Point annotation dataset records:

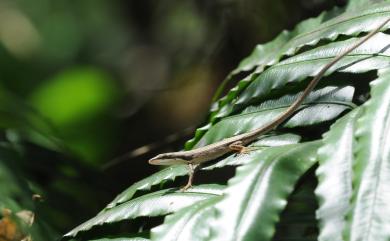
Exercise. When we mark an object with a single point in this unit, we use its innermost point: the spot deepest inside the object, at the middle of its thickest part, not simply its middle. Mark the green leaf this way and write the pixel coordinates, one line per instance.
(172, 172)
(334, 100)
(153, 204)
(372, 55)
(169, 173)
(335, 176)
(257, 194)
(349, 24)
(191, 223)
(369, 215)
(262, 144)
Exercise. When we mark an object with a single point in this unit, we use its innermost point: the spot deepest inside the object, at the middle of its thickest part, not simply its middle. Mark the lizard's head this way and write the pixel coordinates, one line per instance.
(170, 158)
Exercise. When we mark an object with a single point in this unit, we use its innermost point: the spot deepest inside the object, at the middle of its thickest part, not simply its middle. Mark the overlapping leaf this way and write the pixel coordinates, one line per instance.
(258, 193)
(369, 216)
(335, 176)
(334, 99)
(153, 204)
(350, 23)
(181, 225)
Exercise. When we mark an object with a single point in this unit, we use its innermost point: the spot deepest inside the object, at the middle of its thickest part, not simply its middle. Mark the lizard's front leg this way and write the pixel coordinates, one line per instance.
(191, 172)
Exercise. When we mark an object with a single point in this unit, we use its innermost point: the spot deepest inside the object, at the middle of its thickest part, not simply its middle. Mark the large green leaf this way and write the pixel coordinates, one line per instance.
(333, 99)
(335, 176)
(257, 194)
(169, 173)
(350, 24)
(370, 56)
(369, 216)
(191, 223)
(153, 204)
(172, 172)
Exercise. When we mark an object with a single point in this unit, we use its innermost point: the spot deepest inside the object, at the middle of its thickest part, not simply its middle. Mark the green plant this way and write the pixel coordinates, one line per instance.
(338, 134)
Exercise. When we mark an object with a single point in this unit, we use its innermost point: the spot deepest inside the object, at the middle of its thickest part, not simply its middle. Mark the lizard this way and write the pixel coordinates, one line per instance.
(193, 158)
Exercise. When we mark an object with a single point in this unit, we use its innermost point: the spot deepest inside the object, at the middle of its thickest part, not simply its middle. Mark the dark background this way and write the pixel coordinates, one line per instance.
(113, 76)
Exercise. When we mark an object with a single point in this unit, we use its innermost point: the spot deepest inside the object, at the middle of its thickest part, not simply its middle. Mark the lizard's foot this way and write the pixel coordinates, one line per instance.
(239, 148)
(186, 187)
(191, 173)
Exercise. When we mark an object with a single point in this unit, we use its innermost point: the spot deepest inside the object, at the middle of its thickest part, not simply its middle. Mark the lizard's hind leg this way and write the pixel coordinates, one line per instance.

OBJECTIVE:
Please rewrite the listing starting at the line with "Mark the dark" and ending at the end of the listing, swapping "pixel coordinates" for "image coordinates" and leaving everything else unchanged.

RESULT FOR THIS EXERCISE:
Exercise. When we mark an object with a single point in this unit, we use its innermost point: the spot deepest inside the object, at the middle of its thickest part, not simply its middle. Mark the dark background this way and write the image coordinates, one line per instance.
(113, 76)
Exercise. When we mark an object with a single point in this unit, we use its innermost point: the spot deepest inside the object, at the middle of its thickest part, not simply its middle. Mark the lizard's foot this way and write the image coordinates, one line per instance.
(239, 148)
(186, 187)
(191, 173)
Exercise. When we mark an object with a single point in this unit, we use its innermost point: the spot deepest inside the object, at the middle of its thickest part, not simply its middle. Mark the lizard's hind leg this way and write the image coordinates, one line per instance.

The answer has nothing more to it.